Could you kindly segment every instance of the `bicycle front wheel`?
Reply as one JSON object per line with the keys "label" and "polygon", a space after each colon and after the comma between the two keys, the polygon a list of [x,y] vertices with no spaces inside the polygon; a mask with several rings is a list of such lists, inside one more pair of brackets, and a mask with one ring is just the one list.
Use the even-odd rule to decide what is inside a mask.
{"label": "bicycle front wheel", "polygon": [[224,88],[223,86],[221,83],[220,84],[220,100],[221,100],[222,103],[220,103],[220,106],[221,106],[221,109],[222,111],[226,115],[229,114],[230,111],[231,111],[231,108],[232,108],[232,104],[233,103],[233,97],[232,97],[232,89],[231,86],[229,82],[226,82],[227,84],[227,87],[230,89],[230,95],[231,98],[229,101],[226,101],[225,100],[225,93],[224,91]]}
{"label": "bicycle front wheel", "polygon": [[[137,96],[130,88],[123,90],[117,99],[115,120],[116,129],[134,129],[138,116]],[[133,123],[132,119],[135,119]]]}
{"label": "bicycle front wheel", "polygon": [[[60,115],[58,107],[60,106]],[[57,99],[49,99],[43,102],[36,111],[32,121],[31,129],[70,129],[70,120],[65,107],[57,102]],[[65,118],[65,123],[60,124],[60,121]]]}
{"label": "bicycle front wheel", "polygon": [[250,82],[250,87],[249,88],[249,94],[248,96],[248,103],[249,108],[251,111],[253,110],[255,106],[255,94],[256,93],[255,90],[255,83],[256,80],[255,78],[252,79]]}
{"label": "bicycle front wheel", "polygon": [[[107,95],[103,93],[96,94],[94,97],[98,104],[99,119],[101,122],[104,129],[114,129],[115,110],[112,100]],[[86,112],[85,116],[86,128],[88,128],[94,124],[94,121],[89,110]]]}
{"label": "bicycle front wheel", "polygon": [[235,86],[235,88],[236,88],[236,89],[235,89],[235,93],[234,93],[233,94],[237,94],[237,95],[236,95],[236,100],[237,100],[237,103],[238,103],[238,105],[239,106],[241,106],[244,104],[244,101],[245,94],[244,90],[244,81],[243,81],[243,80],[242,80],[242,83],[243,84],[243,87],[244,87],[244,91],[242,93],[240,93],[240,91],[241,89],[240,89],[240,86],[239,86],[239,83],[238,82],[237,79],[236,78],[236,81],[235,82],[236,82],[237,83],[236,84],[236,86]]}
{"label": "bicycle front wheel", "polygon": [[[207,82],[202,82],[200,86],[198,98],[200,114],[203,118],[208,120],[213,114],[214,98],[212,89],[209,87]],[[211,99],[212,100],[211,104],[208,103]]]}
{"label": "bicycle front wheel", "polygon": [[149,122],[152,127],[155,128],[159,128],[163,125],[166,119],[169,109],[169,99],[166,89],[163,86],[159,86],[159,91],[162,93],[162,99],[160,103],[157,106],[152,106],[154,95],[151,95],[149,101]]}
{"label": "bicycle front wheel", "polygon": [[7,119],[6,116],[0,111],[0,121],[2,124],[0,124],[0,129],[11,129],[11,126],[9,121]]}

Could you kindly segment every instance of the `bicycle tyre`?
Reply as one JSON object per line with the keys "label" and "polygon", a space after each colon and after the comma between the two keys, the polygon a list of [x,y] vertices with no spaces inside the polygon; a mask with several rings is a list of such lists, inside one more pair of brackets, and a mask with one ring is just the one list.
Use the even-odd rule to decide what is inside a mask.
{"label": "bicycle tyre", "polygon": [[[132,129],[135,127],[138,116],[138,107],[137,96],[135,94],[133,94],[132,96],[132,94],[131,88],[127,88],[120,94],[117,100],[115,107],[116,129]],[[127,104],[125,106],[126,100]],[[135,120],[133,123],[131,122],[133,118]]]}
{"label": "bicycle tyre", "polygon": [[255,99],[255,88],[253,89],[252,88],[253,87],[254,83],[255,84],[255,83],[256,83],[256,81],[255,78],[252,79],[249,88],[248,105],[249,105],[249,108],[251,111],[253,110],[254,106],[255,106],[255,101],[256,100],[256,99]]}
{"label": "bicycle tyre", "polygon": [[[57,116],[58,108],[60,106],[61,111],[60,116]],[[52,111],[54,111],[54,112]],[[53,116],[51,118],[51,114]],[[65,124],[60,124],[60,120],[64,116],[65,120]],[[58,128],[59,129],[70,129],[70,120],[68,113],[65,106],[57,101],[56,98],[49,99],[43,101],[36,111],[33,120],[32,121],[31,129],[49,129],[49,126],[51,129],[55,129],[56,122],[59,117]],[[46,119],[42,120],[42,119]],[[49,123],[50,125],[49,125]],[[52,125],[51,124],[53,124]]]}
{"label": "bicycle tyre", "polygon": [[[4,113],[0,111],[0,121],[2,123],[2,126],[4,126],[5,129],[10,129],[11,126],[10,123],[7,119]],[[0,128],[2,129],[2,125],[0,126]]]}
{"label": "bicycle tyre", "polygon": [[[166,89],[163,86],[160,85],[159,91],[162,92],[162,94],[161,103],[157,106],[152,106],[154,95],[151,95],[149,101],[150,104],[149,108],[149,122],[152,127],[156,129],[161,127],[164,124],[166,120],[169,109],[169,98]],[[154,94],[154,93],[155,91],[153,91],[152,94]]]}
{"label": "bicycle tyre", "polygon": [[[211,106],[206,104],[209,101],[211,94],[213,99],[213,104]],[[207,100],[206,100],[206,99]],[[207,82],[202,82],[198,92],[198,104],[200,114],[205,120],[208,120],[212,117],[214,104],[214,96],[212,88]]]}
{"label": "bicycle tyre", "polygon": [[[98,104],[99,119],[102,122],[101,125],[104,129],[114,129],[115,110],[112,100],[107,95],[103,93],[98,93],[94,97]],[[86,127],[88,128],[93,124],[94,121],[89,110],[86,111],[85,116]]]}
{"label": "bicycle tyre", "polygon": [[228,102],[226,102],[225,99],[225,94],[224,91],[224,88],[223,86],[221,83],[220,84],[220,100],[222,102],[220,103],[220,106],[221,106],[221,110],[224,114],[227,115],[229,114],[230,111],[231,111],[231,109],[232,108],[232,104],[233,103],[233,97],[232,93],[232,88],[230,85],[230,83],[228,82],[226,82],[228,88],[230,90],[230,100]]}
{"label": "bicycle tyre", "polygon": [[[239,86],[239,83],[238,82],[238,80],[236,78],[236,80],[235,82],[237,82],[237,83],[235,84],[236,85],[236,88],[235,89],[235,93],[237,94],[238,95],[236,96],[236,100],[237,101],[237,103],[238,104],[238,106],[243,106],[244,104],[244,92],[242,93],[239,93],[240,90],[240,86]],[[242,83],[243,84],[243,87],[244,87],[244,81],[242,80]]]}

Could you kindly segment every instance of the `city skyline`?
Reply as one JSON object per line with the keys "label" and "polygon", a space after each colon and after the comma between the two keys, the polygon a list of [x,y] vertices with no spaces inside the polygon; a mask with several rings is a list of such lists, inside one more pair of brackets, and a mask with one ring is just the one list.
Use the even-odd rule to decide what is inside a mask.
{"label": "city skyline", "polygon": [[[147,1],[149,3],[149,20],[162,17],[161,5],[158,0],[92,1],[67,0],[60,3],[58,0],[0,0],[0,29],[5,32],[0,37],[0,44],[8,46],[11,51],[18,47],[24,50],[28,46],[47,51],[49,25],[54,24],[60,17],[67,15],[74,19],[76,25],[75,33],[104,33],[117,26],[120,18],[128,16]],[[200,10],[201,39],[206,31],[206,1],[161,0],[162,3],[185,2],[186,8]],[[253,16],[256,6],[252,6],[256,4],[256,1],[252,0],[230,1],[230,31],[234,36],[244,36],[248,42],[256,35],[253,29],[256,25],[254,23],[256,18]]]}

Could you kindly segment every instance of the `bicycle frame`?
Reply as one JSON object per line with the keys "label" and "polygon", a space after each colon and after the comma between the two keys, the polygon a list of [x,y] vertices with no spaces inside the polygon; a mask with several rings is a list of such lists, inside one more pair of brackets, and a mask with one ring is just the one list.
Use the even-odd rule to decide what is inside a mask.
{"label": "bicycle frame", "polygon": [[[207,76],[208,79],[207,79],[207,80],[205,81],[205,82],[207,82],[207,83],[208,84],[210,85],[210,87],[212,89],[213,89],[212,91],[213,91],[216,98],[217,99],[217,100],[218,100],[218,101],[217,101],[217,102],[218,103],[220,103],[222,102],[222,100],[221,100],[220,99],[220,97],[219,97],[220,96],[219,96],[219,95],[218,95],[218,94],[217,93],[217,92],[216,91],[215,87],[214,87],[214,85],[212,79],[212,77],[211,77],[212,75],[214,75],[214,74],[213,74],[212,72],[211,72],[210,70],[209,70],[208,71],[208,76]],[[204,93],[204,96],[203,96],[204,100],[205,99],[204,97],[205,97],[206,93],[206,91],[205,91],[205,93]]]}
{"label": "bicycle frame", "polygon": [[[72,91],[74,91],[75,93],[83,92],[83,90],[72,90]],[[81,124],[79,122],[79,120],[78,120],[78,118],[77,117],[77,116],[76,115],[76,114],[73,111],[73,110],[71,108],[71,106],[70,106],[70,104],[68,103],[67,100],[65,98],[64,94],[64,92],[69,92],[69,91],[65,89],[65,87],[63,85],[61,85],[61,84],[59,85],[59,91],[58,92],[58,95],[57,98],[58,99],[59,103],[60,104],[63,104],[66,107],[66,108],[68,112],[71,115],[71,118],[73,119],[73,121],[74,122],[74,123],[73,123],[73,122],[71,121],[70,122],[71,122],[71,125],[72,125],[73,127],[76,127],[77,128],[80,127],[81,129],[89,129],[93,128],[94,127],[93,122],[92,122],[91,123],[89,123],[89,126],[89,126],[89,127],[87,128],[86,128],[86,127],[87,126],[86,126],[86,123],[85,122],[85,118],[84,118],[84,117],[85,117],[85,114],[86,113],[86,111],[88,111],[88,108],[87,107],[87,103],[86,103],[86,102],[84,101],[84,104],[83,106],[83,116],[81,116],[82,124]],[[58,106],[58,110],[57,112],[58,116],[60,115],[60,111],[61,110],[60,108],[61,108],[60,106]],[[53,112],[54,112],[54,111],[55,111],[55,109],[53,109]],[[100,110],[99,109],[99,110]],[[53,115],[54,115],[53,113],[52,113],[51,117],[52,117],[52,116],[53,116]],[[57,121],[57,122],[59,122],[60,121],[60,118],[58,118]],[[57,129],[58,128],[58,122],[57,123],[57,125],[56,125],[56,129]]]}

- Requirement -
Extract every line of the records above that contains the string "city", treating uppercase and lowercase letters as different.

- Output of the task -
Could you kindly segment every instance of the `city skyline`?
{"label": "city skyline", "polygon": [[[147,1],[149,3],[149,20],[162,17],[161,5],[158,0],[92,1],[67,0],[60,3],[58,0],[0,0],[0,29],[5,32],[0,37],[0,44],[8,46],[11,51],[18,47],[24,50],[28,46],[47,51],[49,25],[54,24],[60,17],[67,15],[74,19],[76,25],[75,33],[104,33],[117,26],[120,18],[128,16]],[[200,10],[201,39],[206,31],[206,1],[161,0],[162,3],[185,2],[186,8]],[[253,16],[256,6],[252,6],[256,4],[256,1],[252,0],[230,1],[230,31],[234,36],[244,36],[248,42],[256,35],[253,29],[256,25],[254,23],[256,18]]]}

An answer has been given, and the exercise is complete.